▶ [Source passage]:
------------------------------

You've all heard the claim, again and again and again: CO2-induced global warming will be so great and so rapid that many of earth's trees will not be able to migrate towards cooler regions (poleward in latitude or upward in altitude) rapidly enough to avoid extinction (Woodwell, 1989; Overpeck et al., 1991; Dobson, 1992; Root and Schneider, 1993; Dyer, 1995).  This prediction is based on the assumption that tree growth rates rise from zero at the cold limit of their natural ranges (their northern boundaries in the Northern Hemisphere) to a broad maximum, after which they decline to zero at the warm limits of their natural ranges (their southern boundaries in the Northern Hemisphere).  Loehle (1998), however, convincingly demonstrates that this assumption is only half correct: it properly describes tree growth dynamics near a Northern Hemispheric forest's northern boundary, but it is an inaccurate representation of tree growth dynamics near the forest's southern boundary.

Loehle notes, for example, that in the Northern Hemisphere - to which we will restrict our discussion for purposes of simplicity - trees planted north of their natural ranges' northern boundaries are only able to grow to maturity within 50-100 miles of those boundaries.  Trees planted south of their natural ranges' southern boundaries, however, often grow to maturity as much as 1000 miles further south (Dressler, 1954; Woodward, 1987, 1988).  In fact, Loehle reports that "many alpine and arctic plants are extremely tolerant of high temperatures, and in general one cannot distinguish between arctic, temperate, and tropical-moist-habitat types on the basis of heat tolerances, with all three types showing damage at 44-52°C (Gauslaa, 1984; Lange and Lange, 1963; Levitt, 1980; Kappen, 1981)."

What Loehle finds from his review of the literature and his own experience with U.S. trees, is that as temperatures and growing degree days rise from very low levels, boreal tree growth rates at some point begin to rise from zero and continue increasing until they either plateau out at some maximum value or drop only very slowly thereafter as temperatures rise still higher and growing degree days continue to accumulate.  Trees from the Midwest, by comparison, do not begin to grow until a higher temperature or greater accumulation of growing degree days is reached; but their growth rates rise much higher than those of the colder-adapted boreal species before they too either level out or begin to decline ever so slowly.  Last of all, southern species do not begin to grow until even higher temperatures or growing degree day sums are reached, after which their growth rates rise highest of all before leveling out and exhibiting essentially no decline thereafter.

In light of these observations, it can readily be appreciated that although the northern range limit of a particular tree species is indeed determined by growth-retarding cool growing seasons and frost damage, the southern boundary of a tree's natural range is not determined by temperature per se, but by competition between the northern species and more southerly-adapted species that have inherently greater growth rates.

------------------------------

▶ [Directive a]: In the source passage on tree ranges, how far south of their natural ranges' southern boundaries can trees planted there often grow to maturity?

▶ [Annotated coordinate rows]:
------------------------------

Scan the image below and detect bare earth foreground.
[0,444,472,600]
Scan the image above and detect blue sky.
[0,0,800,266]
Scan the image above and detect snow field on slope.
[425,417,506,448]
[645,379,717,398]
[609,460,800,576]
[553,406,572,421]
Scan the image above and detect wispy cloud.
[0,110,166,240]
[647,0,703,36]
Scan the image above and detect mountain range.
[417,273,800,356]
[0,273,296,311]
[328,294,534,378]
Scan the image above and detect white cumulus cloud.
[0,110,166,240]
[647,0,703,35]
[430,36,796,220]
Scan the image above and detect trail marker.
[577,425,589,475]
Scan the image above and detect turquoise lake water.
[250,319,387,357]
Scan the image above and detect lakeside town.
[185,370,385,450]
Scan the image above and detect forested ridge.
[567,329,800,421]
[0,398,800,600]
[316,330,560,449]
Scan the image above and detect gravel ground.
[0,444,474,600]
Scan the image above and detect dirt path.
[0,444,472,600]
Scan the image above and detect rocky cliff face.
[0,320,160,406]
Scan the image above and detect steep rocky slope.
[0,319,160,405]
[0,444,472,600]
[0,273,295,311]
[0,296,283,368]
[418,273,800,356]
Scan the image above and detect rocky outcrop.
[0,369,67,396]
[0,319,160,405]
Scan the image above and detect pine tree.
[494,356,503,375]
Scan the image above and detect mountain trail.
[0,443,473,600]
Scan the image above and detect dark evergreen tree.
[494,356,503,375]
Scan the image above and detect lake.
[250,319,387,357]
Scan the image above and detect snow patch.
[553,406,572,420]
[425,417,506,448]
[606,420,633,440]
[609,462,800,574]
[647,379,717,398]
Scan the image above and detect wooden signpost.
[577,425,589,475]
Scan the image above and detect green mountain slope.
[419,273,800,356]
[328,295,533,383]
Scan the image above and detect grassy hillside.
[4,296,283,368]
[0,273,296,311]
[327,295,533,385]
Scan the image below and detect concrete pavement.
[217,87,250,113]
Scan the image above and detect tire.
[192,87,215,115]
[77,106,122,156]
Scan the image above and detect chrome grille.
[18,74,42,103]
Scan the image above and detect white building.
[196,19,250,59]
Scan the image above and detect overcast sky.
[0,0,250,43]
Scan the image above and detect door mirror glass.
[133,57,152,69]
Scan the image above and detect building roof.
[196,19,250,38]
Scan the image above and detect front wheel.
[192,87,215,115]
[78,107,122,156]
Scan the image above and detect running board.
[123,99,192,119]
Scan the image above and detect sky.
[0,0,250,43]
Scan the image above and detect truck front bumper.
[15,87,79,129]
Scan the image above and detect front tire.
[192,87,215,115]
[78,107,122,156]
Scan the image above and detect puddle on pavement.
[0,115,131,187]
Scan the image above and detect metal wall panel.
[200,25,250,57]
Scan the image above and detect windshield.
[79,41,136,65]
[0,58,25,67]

------------------------------

▶ [Directive b]: Gather each line from the rows above that contains the word "cloud".

▶ [Solution a]: As much as 1000 miles further south.

▶ [Solution b]:
Scan the image above and detect wispy cloud.
Scan the image above and detect white cumulus cloud.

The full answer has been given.